**Brano da esaminare**
Global Teacher Status Index del 2018

Con il Covid e la necessità di far rispettare le distanze, in modo inatteso viene messa a nudo l’italica furbizia che fino ad oggi si limitava ad ammassare gli alunni per evitare di creare nuove classi, che avrebbero richiesto più aule (che alle superiori non ci sono) e più docenti, ovvero più edilizia scolastica e più assunzioni e, quindi, più risorse. Risorse che, invece, nel corso degli anni si sono assottigliate per lo scarso valore dato alla formazione scolastica, dato evidente incrociando la reputazione dei suoi operatori, ovvero i docenti (Secondo il Global Teacher Status Index del 2018 l’Italia è risultata ultima in Europa e terzultima nel campione).

Ma, come dicevamo  tempo fa, questa storica inerzia della politica a rispondere in modo strutturale alle richieste delle famiglie e dei sindacati, specie dopo l’ondata di indignazione per la Didattica a Distanza che aveva polarizzato l’attenzione per una volta sui ragazzi, sembrava inspiegabile anche in ottica elettorale.

A dissipare ogni dubbio e a dimostrazione che l’andreottiano “a pensar male si fa peccato ma quasi sempre si indovina” ha oramai assunto a pieno titolo lo status di assioma, le dichiarazioni del ministro Bianchi e il confronto col PNRR che dimostrano che l’inerzia è stata una scelta precisa e che la strategia del Governo per ridurre il fenomeno delle classi pollaio o, comunque, l’alta densità di studenti punta sull’atteso calo demografico che, come segnala il Corriere della Sera, nel 2036 sarà di 1,1 milioni di unità, ovvero un settimo degli attuali.

Per carità, nessuna novità sconvolgente e inattesa. I dati Istat segnalano da anni che per la natalità l’Italia sta vivendo un lungo e irreversibile inverno, che ha visto passare il numero dei nostri studenti da 8.109.389 nel 2002, 8.325.217 nel 2012 a 7.564.791 (dato parziale) nel 2021 per un saldo negativo di -544.598 e un indice di natalità che è sceso dal 9,8×1000 abitanti al 7×1000 nel 2019.

**Dati disponibili**
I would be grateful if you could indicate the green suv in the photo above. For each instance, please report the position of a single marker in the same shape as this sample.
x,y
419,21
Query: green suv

**Consegna**
Riscrivi il brano sulle classi pollaio, tutto da "Con il Covid" fino a "terzultima nel campione).", mettendo "stanze" al posto di "aule".

**Soluzione**
Con il Covid e la necessità di far rispettare le distanze, in modo inatteso viene messa a nudo l’italica furbizia che fino ad oggi si limitava ad ammassare gli alunni per evitare di creare nuove classi, che avrebbero richiesto più stanze (che alle superiori non ci sono) e più docenti, ovvero più edilizia scolastica e più assunzioni e, quindi, più risorse. Risorse che, invece, nel corso degli anni si sono assottigliate per lo scarso valore dato alla formazione scolastica, dato evidente incrociando la reputazione dei suoi operatori, ovvero i docenti (Secondo il Global Teacher Status Index del 2018 l’Italia è risultata ultima in Europa e terzultima nel campione).